_Directive_. Copy out exactly the lines from the one containing "the mountain ridge" to the last line of the records below, both included, and leave out any pictures.

BEGIN Records for the task

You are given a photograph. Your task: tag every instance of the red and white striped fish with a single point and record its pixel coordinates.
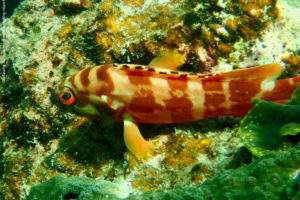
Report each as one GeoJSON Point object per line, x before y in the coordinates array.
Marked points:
{"type": "Point", "coordinates": [140, 94]}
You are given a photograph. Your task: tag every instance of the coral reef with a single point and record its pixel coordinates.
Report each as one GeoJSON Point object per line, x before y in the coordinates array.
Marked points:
{"type": "Point", "coordinates": [60, 187]}
{"type": "Point", "coordinates": [273, 176]}
{"type": "Point", "coordinates": [46, 41]}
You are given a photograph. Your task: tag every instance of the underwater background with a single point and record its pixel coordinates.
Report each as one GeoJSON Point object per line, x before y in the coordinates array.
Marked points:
{"type": "Point", "coordinates": [48, 153]}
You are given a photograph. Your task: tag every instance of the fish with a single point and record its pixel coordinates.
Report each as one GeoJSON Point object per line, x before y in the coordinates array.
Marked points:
{"type": "Point", "coordinates": [156, 94]}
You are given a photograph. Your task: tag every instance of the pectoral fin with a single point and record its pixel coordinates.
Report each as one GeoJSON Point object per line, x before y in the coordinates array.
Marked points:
{"type": "Point", "coordinates": [134, 140]}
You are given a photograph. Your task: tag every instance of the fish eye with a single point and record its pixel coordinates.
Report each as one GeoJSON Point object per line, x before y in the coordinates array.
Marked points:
{"type": "Point", "coordinates": [67, 97]}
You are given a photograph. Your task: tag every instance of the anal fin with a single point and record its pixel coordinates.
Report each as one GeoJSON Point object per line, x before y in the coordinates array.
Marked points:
{"type": "Point", "coordinates": [134, 140]}
{"type": "Point", "coordinates": [171, 60]}
{"type": "Point", "coordinates": [270, 72]}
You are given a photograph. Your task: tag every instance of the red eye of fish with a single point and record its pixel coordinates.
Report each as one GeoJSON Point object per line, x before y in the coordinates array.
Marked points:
{"type": "Point", "coordinates": [67, 97]}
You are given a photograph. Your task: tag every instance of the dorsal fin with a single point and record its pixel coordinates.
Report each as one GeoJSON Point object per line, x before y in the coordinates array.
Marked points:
{"type": "Point", "coordinates": [171, 59]}
{"type": "Point", "coordinates": [270, 71]}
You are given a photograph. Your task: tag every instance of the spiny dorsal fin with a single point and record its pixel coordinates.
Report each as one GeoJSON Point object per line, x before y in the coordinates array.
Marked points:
{"type": "Point", "coordinates": [270, 71]}
{"type": "Point", "coordinates": [171, 59]}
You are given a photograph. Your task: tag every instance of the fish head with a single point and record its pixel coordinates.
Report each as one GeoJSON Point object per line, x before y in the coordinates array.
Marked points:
{"type": "Point", "coordinates": [67, 97]}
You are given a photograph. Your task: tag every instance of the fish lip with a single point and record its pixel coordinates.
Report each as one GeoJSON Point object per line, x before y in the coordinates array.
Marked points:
{"type": "Point", "coordinates": [53, 96]}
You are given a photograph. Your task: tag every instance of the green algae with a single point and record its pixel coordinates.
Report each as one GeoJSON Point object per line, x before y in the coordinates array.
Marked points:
{"type": "Point", "coordinates": [265, 126]}
{"type": "Point", "coordinates": [272, 176]}
{"type": "Point", "coordinates": [81, 188]}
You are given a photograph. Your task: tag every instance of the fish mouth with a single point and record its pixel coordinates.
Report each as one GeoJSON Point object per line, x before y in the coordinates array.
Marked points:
{"type": "Point", "coordinates": [53, 97]}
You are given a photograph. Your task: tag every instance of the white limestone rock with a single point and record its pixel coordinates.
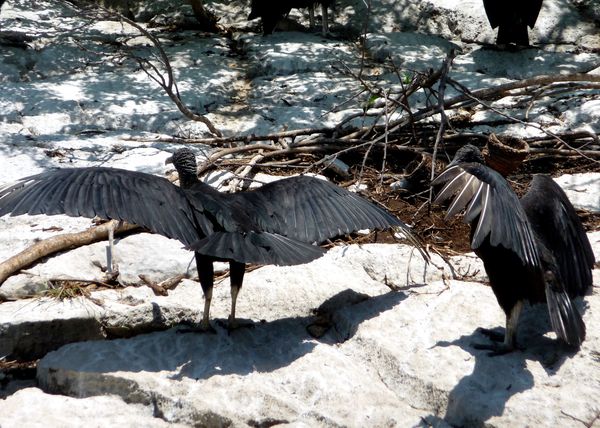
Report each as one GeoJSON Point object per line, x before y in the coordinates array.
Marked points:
{"type": "Point", "coordinates": [32, 408]}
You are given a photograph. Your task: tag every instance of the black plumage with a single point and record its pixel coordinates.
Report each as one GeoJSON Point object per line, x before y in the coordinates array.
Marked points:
{"type": "Point", "coordinates": [275, 224]}
{"type": "Point", "coordinates": [512, 17]}
{"type": "Point", "coordinates": [534, 249]}
{"type": "Point", "coordinates": [271, 12]}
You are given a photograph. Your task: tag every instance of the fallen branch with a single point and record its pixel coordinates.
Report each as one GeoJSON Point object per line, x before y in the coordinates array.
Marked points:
{"type": "Point", "coordinates": [58, 243]}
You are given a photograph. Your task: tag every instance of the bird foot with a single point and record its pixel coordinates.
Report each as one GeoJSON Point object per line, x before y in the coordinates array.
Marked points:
{"type": "Point", "coordinates": [200, 328]}
{"type": "Point", "coordinates": [492, 334]}
{"type": "Point", "coordinates": [235, 324]}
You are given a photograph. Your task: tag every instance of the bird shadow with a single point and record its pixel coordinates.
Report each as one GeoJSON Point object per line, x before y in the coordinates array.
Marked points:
{"type": "Point", "coordinates": [266, 347]}
{"type": "Point", "coordinates": [484, 392]}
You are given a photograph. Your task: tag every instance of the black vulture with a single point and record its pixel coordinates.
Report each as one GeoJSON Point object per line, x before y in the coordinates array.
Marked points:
{"type": "Point", "coordinates": [512, 17]}
{"type": "Point", "coordinates": [271, 12]}
{"type": "Point", "coordinates": [534, 249]}
{"type": "Point", "coordinates": [276, 224]}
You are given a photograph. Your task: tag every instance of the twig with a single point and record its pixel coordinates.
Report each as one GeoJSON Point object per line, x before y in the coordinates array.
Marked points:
{"type": "Point", "coordinates": [58, 243]}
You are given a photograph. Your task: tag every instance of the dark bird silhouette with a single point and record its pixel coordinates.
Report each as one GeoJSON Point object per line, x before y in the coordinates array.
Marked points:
{"type": "Point", "coordinates": [512, 17]}
{"type": "Point", "coordinates": [534, 249]}
{"type": "Point", "coordinates": [275, 224]}
{"type": "Point", "coordinates": [271, 12]}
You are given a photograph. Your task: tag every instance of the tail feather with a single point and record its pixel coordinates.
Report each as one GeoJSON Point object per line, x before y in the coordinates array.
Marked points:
{"type": "Point", "coordinates": [564, 316]}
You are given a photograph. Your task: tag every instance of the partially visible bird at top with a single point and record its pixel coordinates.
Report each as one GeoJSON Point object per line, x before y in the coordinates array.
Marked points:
{"type": "Point", "coordinates": [277, 223]}
{"type": "Point", "coordinates": [534, 249]}
{"type": "Point", "coordinates": [272, 12]}
{"type": "Point", "coordinates": [512, 17]}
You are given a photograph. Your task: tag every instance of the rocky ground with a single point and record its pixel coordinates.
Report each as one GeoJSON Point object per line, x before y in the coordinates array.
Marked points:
{"type": "Point", "coordinates": [368, 335]}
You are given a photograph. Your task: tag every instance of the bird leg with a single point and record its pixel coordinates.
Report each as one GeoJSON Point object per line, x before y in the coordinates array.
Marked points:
{"type": "Point", "coordinates": [510, 335]}
{"type": "Point", "coordinates": [325, 19]}
{"type": "Point", "coordinates": [236, 277]}
{"type": "Point", "coordinates": [205, 274]}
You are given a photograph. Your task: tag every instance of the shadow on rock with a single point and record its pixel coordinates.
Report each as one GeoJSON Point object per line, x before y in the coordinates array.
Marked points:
{"type": "Point", "coordinates": [484, 393]}
{"type": "Point", "coordinates": [265, 347]}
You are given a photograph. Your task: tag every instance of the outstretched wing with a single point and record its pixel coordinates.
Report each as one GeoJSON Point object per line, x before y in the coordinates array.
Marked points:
{"type": "Point", "coordinates": [501, 12]}
{"type": "Point", "coordinates": [143, 199]}
{"type": "Point", "coordinates": [310, 210]}
{"type": "Point", "coordinates": [556, 223]}
{"type": "Point", "coordinates": [258, 247]}
{"type": "Point", "coordinates": [531, 10]}
{"type": "Point", "coordinates": [488, 199]}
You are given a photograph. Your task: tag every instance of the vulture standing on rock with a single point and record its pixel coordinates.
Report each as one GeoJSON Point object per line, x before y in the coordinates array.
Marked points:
{"type": "Point", "coordinates": [275, 224]}
{"type": "Point", "coordinates": [534, 249]}
{"type": "Point", "coordinates": [512, 17]}
{"type": "Point", "coordinates": [271, 12]}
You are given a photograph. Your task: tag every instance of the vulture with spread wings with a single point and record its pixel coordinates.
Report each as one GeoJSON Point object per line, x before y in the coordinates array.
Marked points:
{"type": "Point", "coordinates": [534, 249]}
{"type": "Point", "coordinates": [279, 223]}
{"type": "Point", "coordinates": [512, 17]}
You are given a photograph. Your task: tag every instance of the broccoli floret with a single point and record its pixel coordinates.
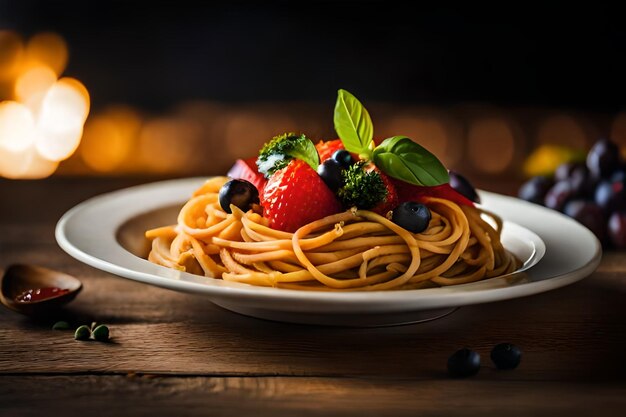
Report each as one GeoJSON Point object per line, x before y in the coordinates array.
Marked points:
{"type": "Point", "coordinates": [361, 188]}
{"type": "Point", "coordinates": [277, 153]}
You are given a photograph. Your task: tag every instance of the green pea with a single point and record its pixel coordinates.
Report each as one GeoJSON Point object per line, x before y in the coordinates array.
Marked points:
{"type": "Point", "coordinates": [82, 333]}
{"type": "Point", "coordinates": [61, 325]}
{"type": "Point", "coordinates": [101, 333]}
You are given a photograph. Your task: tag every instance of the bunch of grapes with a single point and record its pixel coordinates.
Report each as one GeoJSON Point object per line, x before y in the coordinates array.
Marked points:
{"type": "Point", "coordinates": [592, 192]}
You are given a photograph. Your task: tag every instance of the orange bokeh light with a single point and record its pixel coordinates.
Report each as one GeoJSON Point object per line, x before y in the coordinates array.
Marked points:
{"type": "Point", "coordinates": [48, 49]}
{"type": "Point", "coordinates": [491, 144]}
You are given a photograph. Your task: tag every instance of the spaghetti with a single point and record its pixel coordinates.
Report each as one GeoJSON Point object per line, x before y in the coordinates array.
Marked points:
{"type": "Point", "coordinates": [354, 250]}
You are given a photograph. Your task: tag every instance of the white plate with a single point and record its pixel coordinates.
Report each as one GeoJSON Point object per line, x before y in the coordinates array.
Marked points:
{"type": "Point", "coordinates": [105, 231]}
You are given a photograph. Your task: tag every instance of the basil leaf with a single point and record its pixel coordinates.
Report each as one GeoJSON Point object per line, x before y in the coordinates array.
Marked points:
{"type": "Point", "coordinates": [405, 160]}
{"type": "Point", "coordinates": [353, 124]}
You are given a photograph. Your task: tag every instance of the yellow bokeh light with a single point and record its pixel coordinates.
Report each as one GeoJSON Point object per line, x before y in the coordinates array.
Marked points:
{"type": "Point", "coordinates": [48, 49]}
{"type": "Point", "coordinates": [32, 86]}
{"type": "Point", "coordinates": [11, 54]}
{"type": "Point", "coordinates": [63, 112]}
{"type": "Point", "coordinates": [545, 159]}
{"type": "Point", "coordinates": [17, 127]}
{"type": "Point", "coordinates": [110, 138]}
{"type": "Point", "coordinates": [491, 145]}
{"type": "Point", "coordinates": [26, 164]}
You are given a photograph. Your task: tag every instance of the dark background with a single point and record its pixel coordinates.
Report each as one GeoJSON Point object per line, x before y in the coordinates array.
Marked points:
{"type": "Point", "coordinates": [156, 53]}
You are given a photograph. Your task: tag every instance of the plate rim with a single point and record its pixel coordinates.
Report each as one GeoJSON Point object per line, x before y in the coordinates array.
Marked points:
{"type": "Point", "coordinates": [341, 301]}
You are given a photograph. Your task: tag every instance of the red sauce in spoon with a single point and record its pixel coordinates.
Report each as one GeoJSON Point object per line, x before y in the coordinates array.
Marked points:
{"type": "Point", "coordinates": [39, 294]}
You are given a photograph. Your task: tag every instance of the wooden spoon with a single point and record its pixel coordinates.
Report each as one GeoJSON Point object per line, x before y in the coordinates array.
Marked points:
{"type": "Point", "coordinates": [19, 280]}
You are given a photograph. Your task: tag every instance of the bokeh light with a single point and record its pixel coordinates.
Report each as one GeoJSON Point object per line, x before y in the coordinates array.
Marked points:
{"type": "Point", "coordinates": [47, 49]}
{"type": "Point", "coordinates": [491, 144]}
{"type": "Point", "coordinates": [41, 117]}
{"type": "Point", "coordinates": [109, 140]}
{"type": "Point", "coordinates": [64, 110]}
{"type": "Point", "coordinates": [32, 86]}
{"type": "Point", "coordinates": [17, 127]}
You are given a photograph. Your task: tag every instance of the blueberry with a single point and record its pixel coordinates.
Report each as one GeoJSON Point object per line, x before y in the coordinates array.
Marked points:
{"type": "Point", "coordinates": [343, 157]}
{"type": "Point", "coordinates": [617, 229]}
{"type": "Point", "coordinates": [506, 356]}
{"type": "Point", "coordinates": [240, 193]}
{"type": "Point", "coordinates": [412, 216]}
{"type": "Point", "coordinates": [464, 362]}
{"type": "Point", "coordinates": [603, 158]}
{"type": "Point", "coordinates": [463, 186]}
{"type": "Point", "coordinates": [535, 189]}
{"type": "Point", "coordinates": [611, 196]}
{"type": "Point", "coordinates": [331, 173]}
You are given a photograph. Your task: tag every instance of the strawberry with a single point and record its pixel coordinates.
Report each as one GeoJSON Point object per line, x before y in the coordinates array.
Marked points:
{"type": "Point", "coordinates": [246, 169]}
{"type": "Point", "coordinates": [295, 195]}
{"type": "Point", "coordinates": [328, 148]}
{"type": "Point", "coordinates": [391, 198]}
{"type": "Point", "coordinates": [410, 192]}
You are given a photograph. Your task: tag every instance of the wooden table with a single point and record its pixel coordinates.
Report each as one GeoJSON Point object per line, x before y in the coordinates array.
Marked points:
{"type": "Point", "coordinates": [177, 354]}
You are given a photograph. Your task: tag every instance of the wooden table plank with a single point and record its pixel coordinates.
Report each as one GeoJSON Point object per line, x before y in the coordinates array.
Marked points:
{"type": "Point", "coordinates": [151, 395]}
{"type": "Point", "coordinates": [173, 351]}
{"type": "Point", "coordinates": [573, 333]}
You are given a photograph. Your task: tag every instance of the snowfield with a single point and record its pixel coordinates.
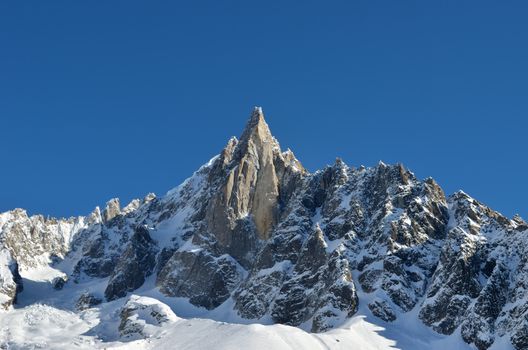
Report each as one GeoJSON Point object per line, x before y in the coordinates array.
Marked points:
{"type": "Point", "coordinates": [53, 323]}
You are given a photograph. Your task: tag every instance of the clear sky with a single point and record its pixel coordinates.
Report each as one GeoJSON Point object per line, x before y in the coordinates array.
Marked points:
{"type": "Point", "coordinates": [102, 99]}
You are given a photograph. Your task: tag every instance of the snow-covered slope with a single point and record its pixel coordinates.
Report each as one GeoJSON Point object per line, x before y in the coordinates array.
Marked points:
{"type": "Point", "coordinates": [253, 249]}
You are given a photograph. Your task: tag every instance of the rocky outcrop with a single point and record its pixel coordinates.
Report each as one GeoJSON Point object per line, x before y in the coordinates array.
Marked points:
{"type": "Point", "coordinates": [10, 280]}
{"type": "Point", "coordinates": [133, 266]}
{"type": "Point", "coordinates": [141, 317]}
{"type": "Point", "coordinates": [87, 301]}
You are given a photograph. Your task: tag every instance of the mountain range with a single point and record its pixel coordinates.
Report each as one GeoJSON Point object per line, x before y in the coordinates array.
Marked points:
{"type": "Point", "coordinates": [371, 257]}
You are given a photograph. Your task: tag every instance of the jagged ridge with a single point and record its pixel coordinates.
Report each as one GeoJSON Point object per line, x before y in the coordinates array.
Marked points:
{"type": "Point", "coordinates": [255, 230]}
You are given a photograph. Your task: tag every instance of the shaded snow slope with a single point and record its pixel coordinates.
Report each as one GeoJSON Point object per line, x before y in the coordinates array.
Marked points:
{"type": "Point", "coordinates": [254, 249]}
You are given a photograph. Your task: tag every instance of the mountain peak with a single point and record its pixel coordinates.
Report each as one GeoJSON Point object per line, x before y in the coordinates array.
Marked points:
{"type": "Point", "coordinates": [256, 126]}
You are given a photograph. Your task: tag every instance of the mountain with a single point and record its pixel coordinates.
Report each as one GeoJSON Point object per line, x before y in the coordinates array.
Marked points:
{"type": "Point", "coordinates": [252, 237]}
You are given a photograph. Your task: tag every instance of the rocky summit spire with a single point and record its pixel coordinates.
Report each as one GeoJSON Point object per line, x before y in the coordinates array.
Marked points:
{"type": "Point", "coordinates": [256, 135]}
{"type": "Point", "coordinates": [253, 182]}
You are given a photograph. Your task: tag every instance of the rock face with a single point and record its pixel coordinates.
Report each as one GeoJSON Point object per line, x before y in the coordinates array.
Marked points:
{"type": "Point", "coordinates": [141, 317]}
{"type": "Point", "coordinates": [253, 232]}
{"type": "Point", "coordinates": [11, 282]}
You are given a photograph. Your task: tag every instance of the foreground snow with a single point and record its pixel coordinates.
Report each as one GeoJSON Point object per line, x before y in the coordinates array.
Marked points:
{"type": "Point", "coordinates": [53, 323]}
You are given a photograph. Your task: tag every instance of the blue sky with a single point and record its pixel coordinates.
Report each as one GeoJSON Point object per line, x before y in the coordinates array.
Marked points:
{"type": "Point", "coordinates": [107, 99]}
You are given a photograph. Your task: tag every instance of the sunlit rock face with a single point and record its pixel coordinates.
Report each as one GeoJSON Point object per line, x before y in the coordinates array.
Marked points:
{"type": "Point", "coordinates": [255, 234]}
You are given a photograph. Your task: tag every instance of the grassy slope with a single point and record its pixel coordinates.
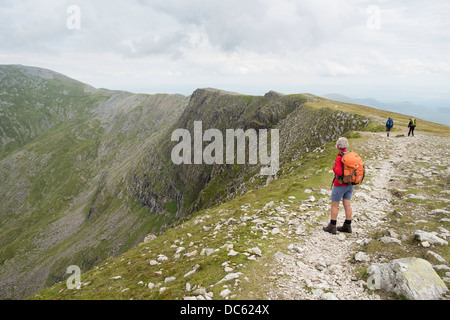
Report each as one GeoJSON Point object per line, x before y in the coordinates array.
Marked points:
{"type": "Point", "coordinates": [309, 172]}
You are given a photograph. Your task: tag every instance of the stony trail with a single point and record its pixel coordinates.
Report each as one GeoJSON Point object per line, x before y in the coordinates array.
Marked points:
{"type": "Point", "coordinates": [321, 265]}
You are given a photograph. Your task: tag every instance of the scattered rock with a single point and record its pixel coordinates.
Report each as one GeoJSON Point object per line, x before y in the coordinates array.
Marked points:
{"type": "Point", "coordinates": [436, 256]}
{"type": "Point", "coordinates": [430, 237]}
{"type": "Point", "coordinates": [275, 231]}
{"type": "Point", "coordinates": [387, 239]}
{"type": "Point", "coordinates": [413, 278]}
{"type": "Point", "coordinates": [225, 293]}
{"type": "Point", "coordinates": [169, 279]}
{"type": "Point", "coordinates": [362, 256]}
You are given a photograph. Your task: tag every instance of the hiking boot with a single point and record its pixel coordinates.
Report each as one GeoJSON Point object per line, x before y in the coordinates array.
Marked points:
{"type": "Point", "coordinates": [345, 228]}
{"type": "Point", "coordinates": [331, 228]}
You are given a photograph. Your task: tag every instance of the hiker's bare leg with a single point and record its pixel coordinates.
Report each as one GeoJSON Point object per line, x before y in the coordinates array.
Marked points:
{"type": "Point", "coordinates": [348, 209]}
{"type": "Point", "coordinates": [334, 210]}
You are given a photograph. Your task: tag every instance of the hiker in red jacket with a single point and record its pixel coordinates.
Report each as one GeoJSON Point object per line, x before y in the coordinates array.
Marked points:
{"type": "Point", "coordinates": [341, 191]}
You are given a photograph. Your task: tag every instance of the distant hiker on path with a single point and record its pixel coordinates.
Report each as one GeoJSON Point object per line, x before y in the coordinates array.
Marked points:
{"type": "Point", "coordinates": [411, 126]}
{"type": "Point", "coordinates": [389, 125]}
{"type": "Point", "coordinates": [341, 191]}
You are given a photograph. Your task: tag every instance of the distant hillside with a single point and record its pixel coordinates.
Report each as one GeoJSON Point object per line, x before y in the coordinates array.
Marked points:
{"type": "Point", "coordinates": [434, 110]}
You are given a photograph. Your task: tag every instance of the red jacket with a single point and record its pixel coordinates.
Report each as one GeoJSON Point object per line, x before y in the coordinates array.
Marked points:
{"type": "Point", "coordinates": [338, 169]}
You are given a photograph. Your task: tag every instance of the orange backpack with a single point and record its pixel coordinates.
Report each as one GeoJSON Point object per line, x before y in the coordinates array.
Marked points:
{"type": "Point", "coordinates": [353, 169]}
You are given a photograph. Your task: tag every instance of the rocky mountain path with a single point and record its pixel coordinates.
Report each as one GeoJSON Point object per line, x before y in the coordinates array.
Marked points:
{"type": "Point", "coordinates": [320, 265]}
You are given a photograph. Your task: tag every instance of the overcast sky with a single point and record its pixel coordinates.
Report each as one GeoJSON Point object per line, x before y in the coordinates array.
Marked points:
{"type": "Point", "coordinates": [381, 49]}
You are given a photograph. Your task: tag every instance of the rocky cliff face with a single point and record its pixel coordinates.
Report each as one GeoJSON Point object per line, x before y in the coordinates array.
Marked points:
{"type": "Point", "coordinates": [158, 182]}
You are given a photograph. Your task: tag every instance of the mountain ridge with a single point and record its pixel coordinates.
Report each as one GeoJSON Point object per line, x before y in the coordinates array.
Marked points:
{"type": "Point", "coordinates": [96, 180]}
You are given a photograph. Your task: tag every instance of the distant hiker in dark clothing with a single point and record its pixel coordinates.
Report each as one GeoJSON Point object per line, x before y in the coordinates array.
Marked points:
{"type": "Point", "coordinates": [411, 126]}
{"type": "Point", "coordinates": [341, 191]}
{"type": "Point", "coordinates": [389, 125]}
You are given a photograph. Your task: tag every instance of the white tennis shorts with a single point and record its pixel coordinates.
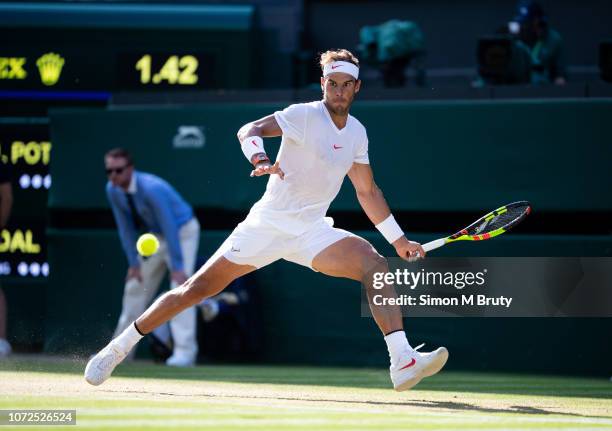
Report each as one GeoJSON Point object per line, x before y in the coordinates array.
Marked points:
{"type": "Point", "coordinates": [258, 244]}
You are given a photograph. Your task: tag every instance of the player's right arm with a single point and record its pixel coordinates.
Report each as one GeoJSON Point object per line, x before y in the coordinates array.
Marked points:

END Records for the task

_Written solution_.
You are given a photograph. Your task: tag every instance of the mountain ridge with a single point and record its pixel coordinates.
Report each as one GeoJSON Point object per line, x before y in the coordinates array.
Marked points:
{"type": "Point", "coordinates": [96, 180]}
You are given a photograph. Your task: tag every instance of the distant hiker in dark clothing with a single point and record its pixel coordinates.
Report each as one GeoJSON Point object per line, x before y in the coordinates array.
Marked points:
{"type": "Point", "coordinates": [411, 126]}
{"type": "Point", "coordinates": [341, 191]}
{"type": "Point", "coordinates": [389, 125]}
You are given a photograph. Your task: tag every instance of the white tennis shorts with a single point and record its pixel coordinates.
Report each as one GeoJSON Point object per line, x before y in the coordinates array.
Marked points:
{"type": "Point", "coordinates": [258, 244]}
You are given a photograph. Your task: tag every instance of the player's right arm with a single point and record its pixel coordinates.
Report each as one GeoJSON Point object per line, x before y in the coordinates array.
Marked points:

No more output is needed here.